╭──

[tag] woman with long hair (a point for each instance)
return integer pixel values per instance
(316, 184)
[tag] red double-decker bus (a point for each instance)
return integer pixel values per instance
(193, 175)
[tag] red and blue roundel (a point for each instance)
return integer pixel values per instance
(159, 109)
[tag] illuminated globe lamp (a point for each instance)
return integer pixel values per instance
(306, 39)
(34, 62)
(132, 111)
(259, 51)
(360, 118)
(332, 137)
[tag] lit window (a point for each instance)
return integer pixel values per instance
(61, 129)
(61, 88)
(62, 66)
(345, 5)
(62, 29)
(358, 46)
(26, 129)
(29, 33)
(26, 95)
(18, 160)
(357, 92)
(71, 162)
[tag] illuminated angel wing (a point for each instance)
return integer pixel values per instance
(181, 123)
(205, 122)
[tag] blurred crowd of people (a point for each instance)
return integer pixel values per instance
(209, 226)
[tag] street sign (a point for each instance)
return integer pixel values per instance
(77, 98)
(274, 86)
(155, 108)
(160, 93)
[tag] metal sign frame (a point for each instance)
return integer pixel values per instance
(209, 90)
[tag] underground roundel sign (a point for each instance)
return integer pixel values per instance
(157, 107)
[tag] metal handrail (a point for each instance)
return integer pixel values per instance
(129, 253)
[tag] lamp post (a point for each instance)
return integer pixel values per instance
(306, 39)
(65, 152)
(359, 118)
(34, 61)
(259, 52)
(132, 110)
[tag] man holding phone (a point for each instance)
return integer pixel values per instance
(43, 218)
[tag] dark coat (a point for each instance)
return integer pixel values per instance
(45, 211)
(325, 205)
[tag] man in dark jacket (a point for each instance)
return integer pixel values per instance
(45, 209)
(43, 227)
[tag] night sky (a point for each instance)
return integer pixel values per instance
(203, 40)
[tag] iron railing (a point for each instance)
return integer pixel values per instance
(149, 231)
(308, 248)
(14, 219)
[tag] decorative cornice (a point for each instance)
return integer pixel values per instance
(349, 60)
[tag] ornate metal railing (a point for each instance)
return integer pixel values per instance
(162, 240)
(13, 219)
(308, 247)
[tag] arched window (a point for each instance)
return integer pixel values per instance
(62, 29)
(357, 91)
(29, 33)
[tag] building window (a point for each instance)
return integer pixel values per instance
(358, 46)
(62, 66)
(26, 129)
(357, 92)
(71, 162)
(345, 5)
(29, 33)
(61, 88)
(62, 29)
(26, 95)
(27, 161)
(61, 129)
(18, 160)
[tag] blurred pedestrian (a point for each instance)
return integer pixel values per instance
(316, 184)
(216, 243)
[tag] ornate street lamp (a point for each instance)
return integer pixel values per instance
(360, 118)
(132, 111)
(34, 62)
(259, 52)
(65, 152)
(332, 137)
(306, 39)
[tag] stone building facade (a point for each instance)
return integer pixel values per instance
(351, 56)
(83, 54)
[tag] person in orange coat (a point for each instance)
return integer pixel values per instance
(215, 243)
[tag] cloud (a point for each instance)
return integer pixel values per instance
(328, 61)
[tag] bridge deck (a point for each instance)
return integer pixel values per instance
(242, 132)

╰──

All the lines above need to be printed again, exactly.

[tag] woman with long hair (a point for each instance)
return integer pixel values per instance
(316, 184)
[tag] red double-decker bus (a point for each instance)
return integer pixel values per instance
(193, 175)
[tag] red and blue roundel (a point for each instance)
return integer pixel values per instance
(159, 109)
[tag] illuminated globe lamp (a point for each instance)
return integer pixel values per instance
(306, 39)
(34, 62)
(132, 111)
(259, 51)
(360, 118)
(332, 137)
[tag] lit window (a point for each instance)
return integer pixel values per instance
(61, 129)
(61, 88)
(62, 66)
(345, 5)
(62, 29)
(358, 46)
(26, 129)
(29, 33)
(26, 95)
(18, 160)
(357, 92)
(71, 162)
[tag] illuminated angel wing (a point for each instance)
return integer pixel values per instance
(181, 123)
(205, 122)
[tag] blurred crowd of people (a point for each instance)
return integer pixel values per instance
(209, 226)
[tag] street sign (a point for each instance)
return integer pixel values per instance
(77, 98)
(274, 86)
(155, 108)
(160, 93)
[tag] metal sign frame (a point for each instance)
return integer pixel values per instance
(209, 90)
[tag] underground roundel sign (a point for each instance)
return integer pixel values per instance
(157, 107)
[tag] metal handrail (a point for each instance)
return integer pixel values per instance
(129, 253)
[tag] lamp post (a point for each instance)
return integer pixel values per instance
(306, 39)
(65, 152)
(359, 118)
(34, 61)
(259, 52)
(132, 110)
[tag] man holding phone (a point for each instance)
return integer pixel values per instance
(43, 218)
[tag] dark coat (a point for each instance)
return integer pixel values per instance
(45, 211)
(325, 205)
[tag] man in dark jacket (a point for each instance)
return integer pixel values per instance
(45, 209)
(43, 227)
[tag] night sky (a point for each instance)
return integer pixel values per instance
(203, 40)
[tag] iron railing (a point for each instance)
return integer pixel values per instance
(149, 231)
(308, 248)
(14, 219)
[tag] decorative cornice (a point for each instance)
return integer pixel values per instance
(349, 60)
[tag] ornate metal railing (a point for each instance)
return integer pixel values per instance
(162, 240)
(13, 219)
(308, 247)
[tag] arched window (a point for each instance)
return integer pixel values per instance
(62, 29)
(357, 91)
(29, 33)
[tag] building window (a point for each instance)
return integer pixel values per instance
(358, 46)
(62, 66)
(26, 129)
(357, 92)
(71, 162)
(345, 5)
(29, 33)
(61, 88)
(62, 29)
(26, 95)
(27, 161)
(61, 129)
(18, 160)
[tag] blurred pedestrian (a point for each instance)
return integer pixel values per instance
(316, 184)
(216, 243)
[tag] ornate street lamp (a point for each instance)
return integer pixel values per instance
(360, 118)
(132, 111)
(34, 62)
(259, 52)
(65, 152)
(332, 137)
(306, 39)
[tag] stone building facade (a point for each instance)
return integer pixel values per instance
(351, 56)
(83, 54)
[tag] person in orange coat (a point for each instance)
return integer pixel values per instance
(215, 243)
[tag] cloud (a point for each instance)
return integer pixel values per instance
(328, 61)
[tag] bridge deck (a point for each instance)
return integer pixel values per instance
(242, 132)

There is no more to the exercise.